** TO DO **
An exact reproduction of every record is required.

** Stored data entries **
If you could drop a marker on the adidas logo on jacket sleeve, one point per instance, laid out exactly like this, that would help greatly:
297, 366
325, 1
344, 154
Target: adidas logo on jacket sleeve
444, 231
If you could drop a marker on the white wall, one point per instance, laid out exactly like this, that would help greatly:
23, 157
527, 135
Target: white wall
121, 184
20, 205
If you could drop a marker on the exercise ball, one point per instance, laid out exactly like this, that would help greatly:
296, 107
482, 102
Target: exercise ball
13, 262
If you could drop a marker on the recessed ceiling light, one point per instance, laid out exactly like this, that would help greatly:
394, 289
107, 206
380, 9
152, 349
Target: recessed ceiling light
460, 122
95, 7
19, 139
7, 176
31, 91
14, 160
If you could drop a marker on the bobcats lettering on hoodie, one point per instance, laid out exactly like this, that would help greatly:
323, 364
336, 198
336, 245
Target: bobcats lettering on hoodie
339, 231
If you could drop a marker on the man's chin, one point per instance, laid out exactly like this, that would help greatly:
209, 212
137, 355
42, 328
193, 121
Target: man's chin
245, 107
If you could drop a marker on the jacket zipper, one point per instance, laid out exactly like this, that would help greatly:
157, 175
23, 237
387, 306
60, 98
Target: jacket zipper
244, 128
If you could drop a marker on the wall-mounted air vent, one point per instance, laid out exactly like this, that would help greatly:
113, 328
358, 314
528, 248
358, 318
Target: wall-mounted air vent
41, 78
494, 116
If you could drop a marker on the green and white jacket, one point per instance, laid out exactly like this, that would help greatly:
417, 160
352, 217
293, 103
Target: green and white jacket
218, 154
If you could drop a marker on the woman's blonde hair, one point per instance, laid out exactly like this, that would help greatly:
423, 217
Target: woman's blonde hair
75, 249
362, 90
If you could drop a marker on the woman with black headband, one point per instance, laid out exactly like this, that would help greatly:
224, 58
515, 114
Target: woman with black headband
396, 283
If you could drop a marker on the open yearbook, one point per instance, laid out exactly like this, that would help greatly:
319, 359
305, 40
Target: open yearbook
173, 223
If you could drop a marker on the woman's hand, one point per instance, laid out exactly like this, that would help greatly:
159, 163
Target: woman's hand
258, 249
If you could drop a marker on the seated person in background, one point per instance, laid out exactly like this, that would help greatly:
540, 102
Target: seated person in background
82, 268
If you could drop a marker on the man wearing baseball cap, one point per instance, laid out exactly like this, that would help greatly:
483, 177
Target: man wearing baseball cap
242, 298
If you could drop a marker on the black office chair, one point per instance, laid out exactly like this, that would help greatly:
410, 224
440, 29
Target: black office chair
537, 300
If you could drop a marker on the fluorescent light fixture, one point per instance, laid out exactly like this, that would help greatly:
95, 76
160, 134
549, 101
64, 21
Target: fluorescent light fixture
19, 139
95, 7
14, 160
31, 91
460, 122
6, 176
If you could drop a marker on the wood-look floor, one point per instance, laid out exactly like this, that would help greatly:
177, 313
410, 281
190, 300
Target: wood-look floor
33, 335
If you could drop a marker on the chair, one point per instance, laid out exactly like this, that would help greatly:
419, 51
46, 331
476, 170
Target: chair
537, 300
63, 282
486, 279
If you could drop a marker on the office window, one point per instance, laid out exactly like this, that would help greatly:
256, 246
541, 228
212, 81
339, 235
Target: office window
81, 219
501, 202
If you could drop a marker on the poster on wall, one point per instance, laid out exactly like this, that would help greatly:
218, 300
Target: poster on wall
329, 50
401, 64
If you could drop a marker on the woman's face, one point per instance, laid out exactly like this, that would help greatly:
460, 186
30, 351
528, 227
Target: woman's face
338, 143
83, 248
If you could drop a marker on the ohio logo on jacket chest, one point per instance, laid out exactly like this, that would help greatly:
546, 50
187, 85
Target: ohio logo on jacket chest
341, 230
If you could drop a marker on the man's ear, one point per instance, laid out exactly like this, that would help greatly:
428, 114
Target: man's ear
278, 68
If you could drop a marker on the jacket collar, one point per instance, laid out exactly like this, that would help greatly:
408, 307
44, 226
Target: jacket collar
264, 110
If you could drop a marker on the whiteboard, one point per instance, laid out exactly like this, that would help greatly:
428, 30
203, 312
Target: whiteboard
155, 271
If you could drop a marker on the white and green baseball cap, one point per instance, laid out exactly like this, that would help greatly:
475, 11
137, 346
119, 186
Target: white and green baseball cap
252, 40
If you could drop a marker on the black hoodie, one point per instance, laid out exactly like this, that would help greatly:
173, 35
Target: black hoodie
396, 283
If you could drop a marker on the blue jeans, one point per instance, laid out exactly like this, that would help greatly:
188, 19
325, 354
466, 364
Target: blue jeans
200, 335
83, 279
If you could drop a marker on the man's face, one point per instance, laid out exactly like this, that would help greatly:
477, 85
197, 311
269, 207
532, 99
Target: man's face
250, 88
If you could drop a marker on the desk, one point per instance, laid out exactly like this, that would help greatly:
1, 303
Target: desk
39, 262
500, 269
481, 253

** RESPONSE BOX **
If you could drop a marker on the adidas logo on jacket sleeve, one point per instance, laid out exactly like this, that would help greatly:
297, 366
325, 1
344, 154
Target: adidas logo on jacket sleeve
444, 231
If you could drop a marker on the white wall, one point per instance, laid out exactly like this, that would help greatly:
23, 157
527, 135
Target: white wall
121, 184
20, 205
If you could drop a marker on the exercise ball, one point per instance, laid out exactly like this, that would help greatly:
296, 107
482, 102
Target: exercise ball
13, 262
If you could drop a marker on the recessed ceiling light, one point per instance, laid out exactly like this, that would help greatly:
394, 289
107, 206
380, 9
152, 349
Target: recessed ceiling light
460, 122
95, 7
19, 139
7, 176
31, 91
14, 160
If you could drop a marker on the bobcats lettering on hoodie, one point per instance, laid out exactly like this, that would help greatly:
323, 364
336, 198
336, 245
Target: bobcats lettering on hoodie
339, 231
If you could drop a marker on the man's chin, one point per instance, laid out exactly like this, that would help greatly:
209, 212
137, 355
42, 328
193, 121
Target: man's chin
245, 107
If you could drop a marker on the jacket zipper, one point per instance, laid out exactly like this, that would help greatly:
157, 175
23, 237
387, 306
60, 98
Target: jacket zipper
244, 128
If you could drop a marker on the wall-mounted air vent, one point per instance, laid out exactly like this, that would help greatly:
113, 328
358, 314
528, 248
358, 318
Target: wall-mounted air vent
41, 78
494, 116
If you could drop a marker on the green and white jacket, one point per instance, laid out exactly like this, that would help greatly:
417, 160
352, 217
293, 103
Target: green and white jacket
218, 154
If you could drop a marker on the woman's blonde hair, one point per instance, laid out exactly like this, that would help greatly:
423, 217
Target: woman's blonde hair
75, 249
362, 90
If you could drop a marker on the woman with black headband, one point per instance, laid out exactly like this, that would help greatly:
224, 58
515, 114
Target: woman with black headband
396, 283
If you could drop a marker on the open yearbook, one point per instance, laid out exactly like this, that would help greatly:
319, 359
305, 40
Target: open yearbook
173, 223
If you could drop a marker on the woman's hand, one point per instance, laid out exactly like this, that would help greatly:
159, 163
Target: woman's hand
258, 249
If you could drop a marker on the seated person in background, one point per instance, laid out exactly like this, that would help greatly:
540, 102
Target: seated person in background
82, 268
If you could drop a marker on the man wearing baseball cap, one point per instance, laid out exactly like this, that would help greatly:
483, 177
Target: man wearing baseball cap
242, 298
If you could drop a marker on the black office chair, one point per instance, laid out exactly like this, that would help greatly:
410, 224
440, 29
Target: black office chair
537, 300
If you could drop a marker on the fluorescent light fixture, one point per instance, laid out exactly like this, that would help greatly:
95, 76
160, 134
549, 101
64, 21
Target: fluorescent light fixture
19, 139
95, 7
14, 160
31, 91
460, 122
6, 176
If you could drop a marker on the wood-look floor, one point per instance, laid out exactly like this, that would help greatly:
177, 313
410, 281
190, 300
Target: wood-look floor
33, 335
If you could drop a marker on the chair, one point per instance, laid out exactly like this, that would help greatly:
419, 51
46, 331
476, 170
Target: chair
537, 300
63, 282
486, 279
If you could drop a marker on the office window, one point per instance, laid out exactly like this, that would help greatly:
256, 246
541, 228
212, 81
339, 235
Target: office window
81, 219
501, 202
If you could drop a marker on the poster on wall, one point per instance, laid out exactly like this, that would help greatly:
218, 300
Target: poster on wall
329, 50
401, 64
If you could drop a marker on the woman's face, one point per instance, laid out exactly like this, that would help greatly:
460, 186
30, 351
528, 227
Target: woman's face
338, 143
83, 248
If you could drop a marker on the ohio logo on jacket chest, one point per instance, laid out exactly like this, that would help greatly:
546, 50
187, 85
Target: ohio logo on jacket chest
341, 230
If you could drop a marker on the man's ear, one point per instance, laid out exactly like this, that would help greatly:
428, 114
Target: man's ear
278, 68
If you could drop a marker on the jacket collar, one point per instance, laid out exactly like this, that would help greatly:
408, 307
44, 226
Target: jacket collar
264, 110
If you could drop a marker on the whiteboard, one point per instance, laid out exactly like this, that would help greatly:
428, 30
203, 312
Target: whiteboard
155, 271
If you could drop a marker on the white and green baseball cap, one point per instance, laid out exactly like this, that would help greatly:
475, 11
137, 346
119, 186
Target: white and green baseball cap
252, 40
If you could drop a marker on the black hoodie, one point per instance, laid out exactly like this, that would help greatly:
173, 35
Target: black hoodie
396, 283
If you could drop a marker on the blue jeans, one point per instance, laid out exactly like this, that would help greatly:
188, 19
325, 354
466, 364
Target: blue jeans
200, 335
83, 279
If you could drop a marker on the man's face, one point per instance, laid out exactly like this, that would help greatly:
477, 85
197, 311
269, 207
532, 99
Target: man's face
250, 88
If you could drop a marker on the desk, one point per instance, laid out exactly like this, that would help greatly:
1, 303
Target: desk
39, 262
500, 269
481, 253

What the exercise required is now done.